(Data listing)
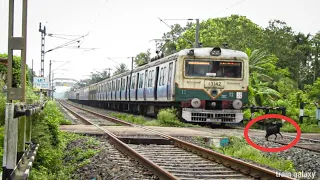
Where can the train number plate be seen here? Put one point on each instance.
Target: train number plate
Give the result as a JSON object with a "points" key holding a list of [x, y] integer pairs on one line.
{"points": [[214, 120], [217, 84]]}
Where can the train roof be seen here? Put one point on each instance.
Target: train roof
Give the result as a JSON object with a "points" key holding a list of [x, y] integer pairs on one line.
{"points": [[204, 52]]}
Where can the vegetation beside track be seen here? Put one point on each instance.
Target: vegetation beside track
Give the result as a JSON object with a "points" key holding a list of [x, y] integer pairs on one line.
{"points": [[239, 148], [58, 154]]}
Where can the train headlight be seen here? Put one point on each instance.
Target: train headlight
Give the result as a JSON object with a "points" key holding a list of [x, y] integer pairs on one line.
{"points": [[237, 104], [215, 51], [213, 104], [195, 102]]}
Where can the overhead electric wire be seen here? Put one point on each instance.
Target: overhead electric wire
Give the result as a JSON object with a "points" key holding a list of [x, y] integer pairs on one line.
{"points": [[239, 2], [66, 44]]}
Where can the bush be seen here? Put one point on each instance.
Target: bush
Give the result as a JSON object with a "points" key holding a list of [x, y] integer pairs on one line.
{"points": [[239, 148], [52, 158]]}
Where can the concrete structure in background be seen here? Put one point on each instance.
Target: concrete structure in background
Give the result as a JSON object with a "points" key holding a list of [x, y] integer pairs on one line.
{"points": [[61, 86]]}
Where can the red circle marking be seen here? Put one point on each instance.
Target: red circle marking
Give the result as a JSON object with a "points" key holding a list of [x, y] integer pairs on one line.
{"points": [[275, 116]]}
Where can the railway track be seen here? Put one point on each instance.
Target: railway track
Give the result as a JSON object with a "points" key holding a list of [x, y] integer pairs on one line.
{"points": [[172, 158], [304, 143]]}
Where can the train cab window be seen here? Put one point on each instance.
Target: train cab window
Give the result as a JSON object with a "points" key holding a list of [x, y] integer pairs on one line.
{"points": [[209, 68]]}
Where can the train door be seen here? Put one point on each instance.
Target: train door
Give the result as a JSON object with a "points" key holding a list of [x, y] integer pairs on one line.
{"points": [[137, 80], [156, 83], [145, 85], [169, 83]]}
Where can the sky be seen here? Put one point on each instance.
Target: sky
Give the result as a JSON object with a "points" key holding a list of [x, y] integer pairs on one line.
{"points": [[123, 28]]}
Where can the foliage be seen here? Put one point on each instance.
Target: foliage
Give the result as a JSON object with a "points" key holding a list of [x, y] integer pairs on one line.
{"points": [[53, 160], [239, 148]]}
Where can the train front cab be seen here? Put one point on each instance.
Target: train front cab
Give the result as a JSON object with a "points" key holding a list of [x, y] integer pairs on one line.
{"points": [[213, 88]]}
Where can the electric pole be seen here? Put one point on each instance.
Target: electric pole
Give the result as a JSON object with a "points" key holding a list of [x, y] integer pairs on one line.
{"points": [[43, 34], [197, 33], [50, 79]]}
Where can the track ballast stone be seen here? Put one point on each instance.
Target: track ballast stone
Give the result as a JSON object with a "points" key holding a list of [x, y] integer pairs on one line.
{"points": [[304, 160], [109, 163]]}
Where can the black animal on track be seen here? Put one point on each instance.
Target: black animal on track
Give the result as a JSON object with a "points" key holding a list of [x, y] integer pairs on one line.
{"points": [[273, 129]]}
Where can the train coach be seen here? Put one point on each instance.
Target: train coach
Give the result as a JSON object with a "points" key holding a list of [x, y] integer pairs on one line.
{"points": [[206, 85]]}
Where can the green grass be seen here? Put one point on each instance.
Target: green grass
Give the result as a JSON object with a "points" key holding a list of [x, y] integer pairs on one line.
{"points": [[305, 128], [165, 118], [238, 147], [54, 160]]}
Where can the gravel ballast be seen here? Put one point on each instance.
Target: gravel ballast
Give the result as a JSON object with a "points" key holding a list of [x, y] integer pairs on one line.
{"points": [[109, 163]]}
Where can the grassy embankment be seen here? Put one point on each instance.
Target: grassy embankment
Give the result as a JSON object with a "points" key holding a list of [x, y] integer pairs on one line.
{"points": [[54, 160], [239, 148]]}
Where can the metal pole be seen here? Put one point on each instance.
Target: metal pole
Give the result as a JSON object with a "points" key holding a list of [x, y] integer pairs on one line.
{"points": [[197, 33], [32, 73], [22, 120], [43, 35], [11, 142], [301, 112], [50, 79]]}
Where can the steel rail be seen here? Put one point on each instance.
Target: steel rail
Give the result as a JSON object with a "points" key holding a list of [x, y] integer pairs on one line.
{"points": [[236, 164], [160, 172]]}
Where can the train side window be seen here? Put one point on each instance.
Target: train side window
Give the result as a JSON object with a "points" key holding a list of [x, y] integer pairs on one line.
{"points": [[160, 75], [132, 83], [141, 80], [170, 73], [146, 80], [149, 79], [164, 75]]}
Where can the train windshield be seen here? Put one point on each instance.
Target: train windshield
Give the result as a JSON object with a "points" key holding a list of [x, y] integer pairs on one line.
{"points": [[209, 68]]}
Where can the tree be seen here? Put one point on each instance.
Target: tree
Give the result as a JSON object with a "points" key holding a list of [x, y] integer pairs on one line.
{"points": [[238, 31], [121, 68]]}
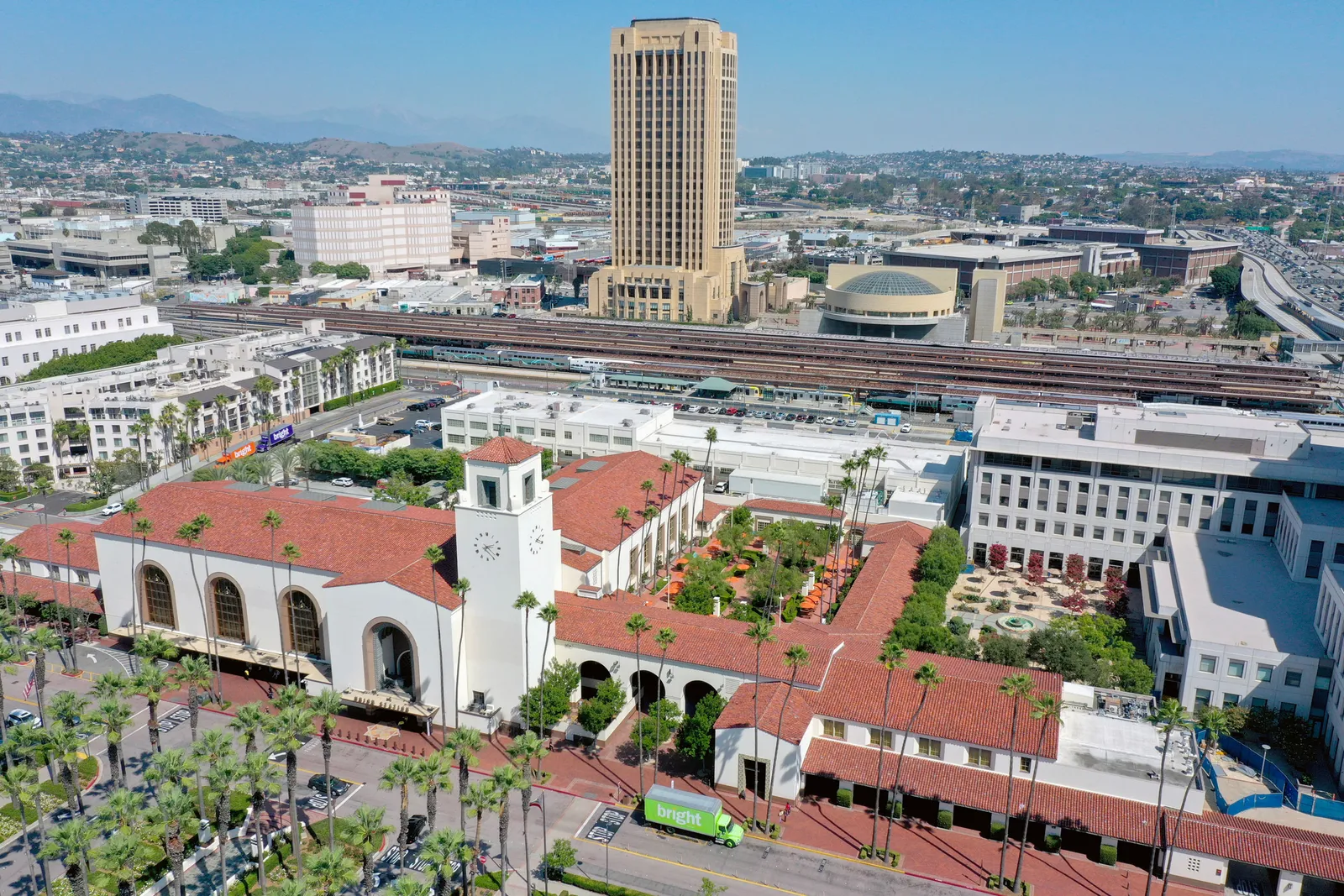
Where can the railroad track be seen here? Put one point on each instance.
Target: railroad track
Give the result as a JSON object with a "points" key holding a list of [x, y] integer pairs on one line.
{"points": [[827, 362]]}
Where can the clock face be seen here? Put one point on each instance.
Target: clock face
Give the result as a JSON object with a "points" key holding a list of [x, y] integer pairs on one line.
{"points": [[487, 546]]}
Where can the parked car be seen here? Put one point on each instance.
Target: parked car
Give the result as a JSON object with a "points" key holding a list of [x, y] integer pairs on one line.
{"points": [[318, 783]]}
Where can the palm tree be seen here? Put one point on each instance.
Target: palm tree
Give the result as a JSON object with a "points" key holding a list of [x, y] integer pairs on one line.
{"points": [[1169, 718], [288, 732], [759, 633], [891, 658], [1015, 688], [1045, 708], [927, 678], [528, 602], [273, 521], [225, 773], [151, 681], [262, 781], [795, 658], [326, 707], [401, 774], [464, 743], [636, 626], [1216, 725], [441, 849], [506, 779], [366, 833], [433, 773], [71, 842], [548, 614], [19, 781], [664, 638]]}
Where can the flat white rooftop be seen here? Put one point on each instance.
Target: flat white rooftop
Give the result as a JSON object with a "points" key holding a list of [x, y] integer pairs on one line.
{"points": [[1236, 591]]}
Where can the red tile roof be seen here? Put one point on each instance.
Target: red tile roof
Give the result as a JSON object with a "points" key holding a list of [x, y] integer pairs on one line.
{"points": [[1211, 833], [584, 510], [84, 597], [358, 543], [504, 449], [796, 508], [886, 580], [37, 540], [707, 641]]}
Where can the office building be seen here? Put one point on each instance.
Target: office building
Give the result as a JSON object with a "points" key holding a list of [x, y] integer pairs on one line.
{"points": [[203, 210], [39, 328], [674, 168], [378, 224]]}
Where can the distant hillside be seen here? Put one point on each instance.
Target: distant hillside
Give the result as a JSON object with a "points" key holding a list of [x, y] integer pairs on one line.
{"points": [[1267, 160]]}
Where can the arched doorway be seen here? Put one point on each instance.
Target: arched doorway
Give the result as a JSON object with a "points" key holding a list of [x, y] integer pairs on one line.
{"points": [[591, 673], [228, 609], [394, 660], [694, 692], [647, 688]]}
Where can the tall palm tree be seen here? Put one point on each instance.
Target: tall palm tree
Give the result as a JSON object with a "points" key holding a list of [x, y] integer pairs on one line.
{"points": [[528, 602], [71, 842], [366, 833], [1045, 708], [20, 781], [891, 658], [549, 614], [796, 658], [1216, 725], [151, 681], [434, 553], [1015, 688], [636, 626], [225, 774], [262, 779], [400, 775], [326, 707], [927, 678], [506, 779], [433, 773], [273, 521], [1169, 718], [464, 743], [288, 731], [759, 633], [664, 638]]}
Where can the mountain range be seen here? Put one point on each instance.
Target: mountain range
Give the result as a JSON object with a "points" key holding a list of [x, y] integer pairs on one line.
{"points": [[1268, 160], [73, 113]]}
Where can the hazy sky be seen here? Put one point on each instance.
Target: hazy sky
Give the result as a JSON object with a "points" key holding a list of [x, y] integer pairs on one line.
{"points": [[1052, 76]]}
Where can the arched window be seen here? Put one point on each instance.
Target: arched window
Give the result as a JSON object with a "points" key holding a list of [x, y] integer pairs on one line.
{"points": [[228, 610], [159, 609], [306, 633]]}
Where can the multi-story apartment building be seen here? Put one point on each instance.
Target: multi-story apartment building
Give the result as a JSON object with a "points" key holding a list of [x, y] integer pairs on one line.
{"points": [[205, 210], [1104, 481], [378, 228], [38, 328], [674, 170]]}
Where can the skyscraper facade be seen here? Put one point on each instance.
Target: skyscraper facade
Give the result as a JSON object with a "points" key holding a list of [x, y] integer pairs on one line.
{"points": [[674, 170]]}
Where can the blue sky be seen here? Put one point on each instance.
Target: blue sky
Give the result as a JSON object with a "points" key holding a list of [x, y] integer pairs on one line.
{"points": [[1176, 76]]}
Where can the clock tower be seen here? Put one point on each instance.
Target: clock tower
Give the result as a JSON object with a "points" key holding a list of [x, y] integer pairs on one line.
{"points": [[506, 546]]}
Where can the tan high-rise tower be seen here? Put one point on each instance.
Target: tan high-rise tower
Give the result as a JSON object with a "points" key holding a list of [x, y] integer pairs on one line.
{"points": [[674, 172]]}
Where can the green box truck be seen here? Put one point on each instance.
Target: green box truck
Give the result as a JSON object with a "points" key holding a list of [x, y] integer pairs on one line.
{"points": [[692, 813]]}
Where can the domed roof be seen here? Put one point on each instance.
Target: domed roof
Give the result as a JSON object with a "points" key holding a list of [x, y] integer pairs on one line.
{"points": [[890, 282]]}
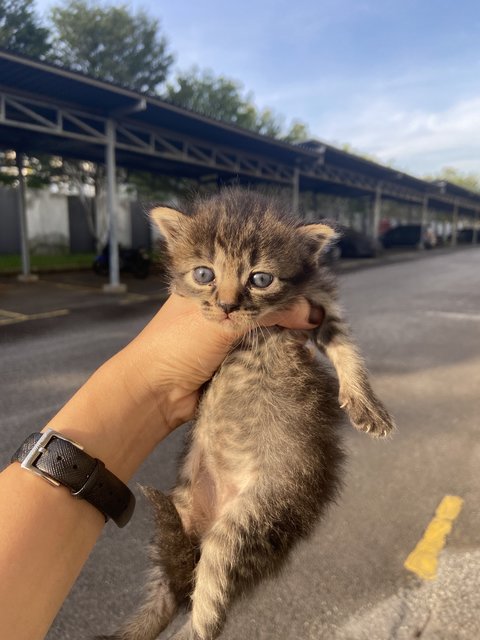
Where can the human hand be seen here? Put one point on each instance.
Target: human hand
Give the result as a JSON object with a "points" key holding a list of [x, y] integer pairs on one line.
{"points": [[180, 350]]}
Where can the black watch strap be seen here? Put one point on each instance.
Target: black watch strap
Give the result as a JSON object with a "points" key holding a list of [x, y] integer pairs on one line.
{"points": [[62, 461]]}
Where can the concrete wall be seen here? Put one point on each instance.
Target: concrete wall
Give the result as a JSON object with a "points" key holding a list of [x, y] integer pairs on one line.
{"points": [[47, 220]]}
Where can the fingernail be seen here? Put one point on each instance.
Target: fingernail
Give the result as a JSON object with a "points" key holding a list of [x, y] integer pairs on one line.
{"points": [[316, 315]]}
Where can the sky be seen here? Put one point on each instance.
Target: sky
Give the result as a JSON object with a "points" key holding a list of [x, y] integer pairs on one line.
{"points": [[399, 80]]}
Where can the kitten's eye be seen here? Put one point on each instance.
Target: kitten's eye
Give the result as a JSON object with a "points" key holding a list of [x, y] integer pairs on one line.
{"points": [[203, 275], [261, 280]]}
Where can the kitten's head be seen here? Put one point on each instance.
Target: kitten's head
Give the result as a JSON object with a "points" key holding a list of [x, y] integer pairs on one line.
{"points": [[239, 254]]}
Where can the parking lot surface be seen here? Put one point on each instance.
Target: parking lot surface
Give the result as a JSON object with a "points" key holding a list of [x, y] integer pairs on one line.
{"points": [[418, 324]]}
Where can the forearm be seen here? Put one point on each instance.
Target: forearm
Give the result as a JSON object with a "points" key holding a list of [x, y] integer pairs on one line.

Written problem:
Your answer should consist only of the lines from the one with "Where can the fingernail" through the end of the data above, reproduced exactly.

Full answer:
Where can the fingernail be seen here? Put one point on each instance.
Target: fingernail
Give the result as a JSON object with a "points" key holding a list of [x, y] integer pairs on one line.
{"points": [[316, 315]]}
Where can the sky be seen here? Put one point on each instance.
Target: sky
Give the result as a JSON object with a "points" key holding a list of [x, y] integer pairs on one line.
{"points": [[399, 80]]}
Where can the kitten's eye be seen here? Put one point on each instance.
Target: kitten's eye
Give the result as a JSON object with a "points" key holding a list of [x, y] integer pairs on one line.
{"points": [[203, 275], [261, 280]]}
Where can the kitten's head be seen here? Put one point on each instance.
Target: kitten's head
Give the result as a JSON object with a "points" key holding a list of [x, y] integer pairs on one line.
{"points": [[239, 254]]}
Where can the parking lot surface be seen here? Put one point on each instance.
Target: parking lot surface
Give the result as a JSON object with a "points" key holding a list of [x, y] integer pairs on one line.
{"points": [[418, 324]]}
Where can the forearm be seen here? Put one point on each instance.
Target: forearm
Give the result as a JSON object with a "points" key holding a list of [x, y] integer pairs on one line.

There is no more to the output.